## TEXT PROVIDED:

================================

Even more striking is the person's comprehension of space and time. Verbally he knows the time and date and the name of the place where he is and thus seems perfectly normal. However, visually he does not recognize places he has been many times and cannot find his way around. Though he knows the date, he has no idea of the season and cannot detect it is winter by looking out the window and seeing snow on the ground. He may infer it's winter from the fact that winter comes in January, but he cannot verify this for himself by seeing snow on the ground and take meaning from that experience.

Finally, the person's seeming emotional outlook is affected. From his behavior, the left-hemisphere person can only be called affable, cheerful, and easy going. He seems to have lost touch with his personal situation as long as the right half of the brain is turned off. Though his behavior is a welcome change, it does not reflect any understanding of the fact that only half of the brain is functioning or recognition of the disabilities that are a consequence of this. In other words, given the reality of the situation, this cheerful demeanor seems inappropriate. Yet, given the way this hemisphere works, this behavior simply emerges.

The same procedure also reveals the characteristics of the right hemisphere. Almost all the incapacities described for the left hemisphere are the strengths of its contralateral partner. However, the use of language is greatly diminished. There is difficulty remembering the names of things, but the person retains some ability to explain or demonstrate how an object is used. The right-hemisphere person generally prefers to point or use mime rather that respond verbally in his interactions with others. Though he uses words with great difficulty, he has no problem with intonation or with identifying nonverbal sounds such as surf or recognizing various pieces of music. However, this person cannot duplicate rhythm patterns (an important component for the composition of music). With unfinished drawings, this person can quickly evaluate them, pointing out the omitted part. And in the classification of Roman and Arabic numerals, he always classifies them by their appearance, that is V and X together and 5 and 10 together.

================================

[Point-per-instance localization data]

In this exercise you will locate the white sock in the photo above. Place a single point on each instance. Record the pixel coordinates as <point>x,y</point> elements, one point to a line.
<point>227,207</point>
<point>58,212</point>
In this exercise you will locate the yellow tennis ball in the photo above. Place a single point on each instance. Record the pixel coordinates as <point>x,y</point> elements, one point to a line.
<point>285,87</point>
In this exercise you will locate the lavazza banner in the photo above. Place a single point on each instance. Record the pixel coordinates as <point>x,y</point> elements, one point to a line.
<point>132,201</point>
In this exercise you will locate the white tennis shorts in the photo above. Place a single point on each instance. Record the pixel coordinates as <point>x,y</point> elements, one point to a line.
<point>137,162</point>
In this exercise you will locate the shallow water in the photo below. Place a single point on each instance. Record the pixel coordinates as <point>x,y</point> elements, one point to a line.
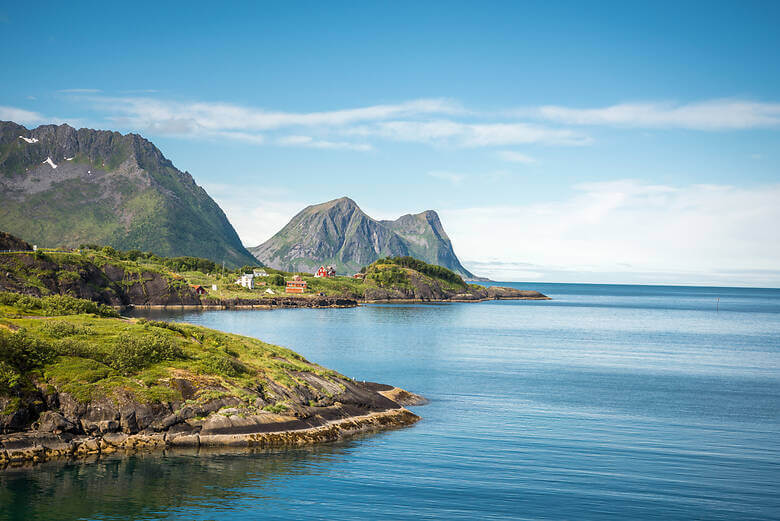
<point>608,402</point>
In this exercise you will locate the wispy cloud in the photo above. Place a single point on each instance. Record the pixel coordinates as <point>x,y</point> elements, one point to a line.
<point>439,122</point>
<point>24,117</point>
<point>450,177</point>
<point>308,141</point>
<point>79,91</point>
<point>719,114</point>
<point>515,157</point>
<point>629,226</point>
<point>148,112</point>
<point>453,133</point>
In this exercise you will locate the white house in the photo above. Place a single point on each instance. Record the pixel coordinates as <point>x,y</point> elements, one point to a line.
<point>247,280</point>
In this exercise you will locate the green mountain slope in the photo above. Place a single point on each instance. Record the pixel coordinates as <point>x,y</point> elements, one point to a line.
<point>64,187</point>
<point>339,233</point>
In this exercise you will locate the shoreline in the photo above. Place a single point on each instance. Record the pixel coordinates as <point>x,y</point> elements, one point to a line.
<point>293,305</point>
<point>32,448</point>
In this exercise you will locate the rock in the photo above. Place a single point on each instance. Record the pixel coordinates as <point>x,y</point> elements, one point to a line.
<point>54,422</point>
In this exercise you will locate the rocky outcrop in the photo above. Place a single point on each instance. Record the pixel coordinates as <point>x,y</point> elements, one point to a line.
<point>32,448</point>
<point>76,430</point>
<point>62,186</point>
<point>426,289</point>
<point>115,285</point>
<point>339,233</point>
<point>79,277</point>
<point>10,243</point>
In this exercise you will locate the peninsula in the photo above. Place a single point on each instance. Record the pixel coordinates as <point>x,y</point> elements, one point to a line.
<point>134,278</point>
<point>77,379</point>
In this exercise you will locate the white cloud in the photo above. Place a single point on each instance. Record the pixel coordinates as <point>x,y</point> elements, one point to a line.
<point>450,177</point>
<point>21,116</point>
<point>151,113</point>
<point>624,228</point>
<point>718,114</point>
<point>79,91</point>
<point>448,132</point>
<point>515,157</point>
<point>254,221</point>
<point>308,141</point>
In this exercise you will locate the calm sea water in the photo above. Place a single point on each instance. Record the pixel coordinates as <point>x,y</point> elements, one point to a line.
<point>609,402</point>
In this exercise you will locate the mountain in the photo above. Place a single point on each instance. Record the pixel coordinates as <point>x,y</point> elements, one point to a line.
<point>339,233</point>
<point>64,187</point>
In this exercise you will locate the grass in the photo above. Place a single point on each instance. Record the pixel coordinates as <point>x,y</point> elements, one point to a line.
<point>90,356</point>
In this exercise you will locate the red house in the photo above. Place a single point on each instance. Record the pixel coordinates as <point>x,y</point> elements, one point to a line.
<point>296,285</point>
<point>330,271</point>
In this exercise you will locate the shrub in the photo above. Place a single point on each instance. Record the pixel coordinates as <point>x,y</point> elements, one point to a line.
<point>57,305</point>
<point>276,280</point>
<point>388,276</point>
<point>431,270</point>
<point>23,352</point>
<point>133,352</point>
<point>213,363</point>
<point>75,347</point>
<point>9,378</point>
<point>165,325</point>
<point>61,329</point>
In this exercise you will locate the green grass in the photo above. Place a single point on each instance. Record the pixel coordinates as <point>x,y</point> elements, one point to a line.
<point>91,356</point>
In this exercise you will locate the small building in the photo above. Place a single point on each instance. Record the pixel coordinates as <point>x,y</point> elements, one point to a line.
<point>330,271</point>
<point>295,286</point>
<point>246,280</point>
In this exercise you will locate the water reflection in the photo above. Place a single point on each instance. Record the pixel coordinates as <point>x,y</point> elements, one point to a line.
<point>153,485</point>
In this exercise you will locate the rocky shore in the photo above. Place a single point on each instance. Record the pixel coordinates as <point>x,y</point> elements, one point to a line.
<point>100,428</point>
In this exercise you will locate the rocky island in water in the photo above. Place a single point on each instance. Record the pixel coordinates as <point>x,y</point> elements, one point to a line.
<point>77,379</point>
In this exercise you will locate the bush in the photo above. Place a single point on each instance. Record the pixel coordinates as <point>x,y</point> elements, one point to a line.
<point>9,378</point>
<point>222,365</point>
<point>61,329</point>
<point>388,276</point>
<point>75,347</point>
<point>275,280</point>
<point>165,325</point>
<point>431,270</point>
<point>133,352</point>
<point>23,352</point>
<point>57,305</point>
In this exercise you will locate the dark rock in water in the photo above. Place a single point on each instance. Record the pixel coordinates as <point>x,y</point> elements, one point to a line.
<point>54,422</point>
<point>10,243</point>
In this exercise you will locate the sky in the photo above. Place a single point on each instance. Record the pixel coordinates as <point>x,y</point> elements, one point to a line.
<point>603,142</point>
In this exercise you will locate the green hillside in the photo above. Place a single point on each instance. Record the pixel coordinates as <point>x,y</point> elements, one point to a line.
<point>107,188</point>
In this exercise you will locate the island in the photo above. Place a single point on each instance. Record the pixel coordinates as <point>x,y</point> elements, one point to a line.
<point>142,279</point>
<point>77,379</point>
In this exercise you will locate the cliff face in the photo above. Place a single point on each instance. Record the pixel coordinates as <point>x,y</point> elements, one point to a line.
<point>65,187</point>
<point>339,233</point>
<point>106,284</point>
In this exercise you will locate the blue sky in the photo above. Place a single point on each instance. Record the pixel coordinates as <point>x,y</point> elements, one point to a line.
<point>601,142</point>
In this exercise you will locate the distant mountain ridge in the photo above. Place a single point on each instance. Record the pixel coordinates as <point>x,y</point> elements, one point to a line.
<point>339,233</point>
<point>64,187</point>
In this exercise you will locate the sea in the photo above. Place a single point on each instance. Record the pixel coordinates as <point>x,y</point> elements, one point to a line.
<point>607,402</point>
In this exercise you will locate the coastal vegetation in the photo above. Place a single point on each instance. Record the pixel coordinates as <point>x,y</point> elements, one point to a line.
<point>120,278</point>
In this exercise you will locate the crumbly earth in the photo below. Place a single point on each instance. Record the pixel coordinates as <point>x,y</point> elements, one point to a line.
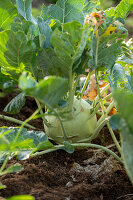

================================

## EXPLORE THE MATERIAL:
[A] Write out the passage on the brain's hemispheres word for word, starting at "Finally, the person's" and ending at "behavior simply emerges.".
[B] Continue the passage on the brain's hemispheres from the point where it stops.
The lines are not needed for what comes next.

## ANSWERS GIVEN:
[A]
Finally, the person's seeming emotional outlook is affected. From his behavior, the left-hemisphere person can only be called affable, cheerful, and easy going. He seems to have lost touch with his personal situation as long as the right half of the brain is turned off. Though his behavior is a welcome change, it does not reflect any understanding of the fact that only half of the brain is functioning or recognition of the disabilities that are a consequence of this. In other words, given the reality of the situation, this cheerful demeanor seems inappropriate. Yet, given the way this hemisphere works, this behavior simply emerges.

[B]
The right-hemisphere person has much greater difficulty in remembering a series of words and can at best remember two or three out of ten and will forget them within a few hours. However, this person easily remembers images of oddly shaped figures several hours later. In terms of orientation in space and time, the right-hemisphere person has no problem recognizing where he is but cannot give the name of the room. Calendar and clock time have no significance to him, although he is aware of the season and can easily connect the weather with the season by looking out the window.

Emotionally, the right-hemisphere person is sullen and seems depressed and pessimistic about his condition. One might classify this state as a negative outlook on life. However, as with all the behavioral manifestations of right hemisphere processing (which have been characterized by the seemingly correct perception of experiences), this evaluation of his present state also seems proper given the fact that half of the brain has been shut off, and expression is severely repressed.

These studies give perhaps as vivid a picture of the differences between the two hemispheres as any data presented so far. The important thing to remember in considering this information is that when one or the other hemisphere is shut down, the person, in his interaction with Deglin, behaved in these very characteristic ways. This behavior is a direct reflection of how the two individual halves of the brain deal with the world of which they are a part. One seems cheerful but can make no sense of the environment in which it exists nor can it detect emotion in itself or others. The other seems sullen but properly perceives the spatial-temporal quality of the world and the emotional context of his interactions with others. We may speculate that should one or the other of our hemispheres be turned off, we too would behave in these characteristic ways.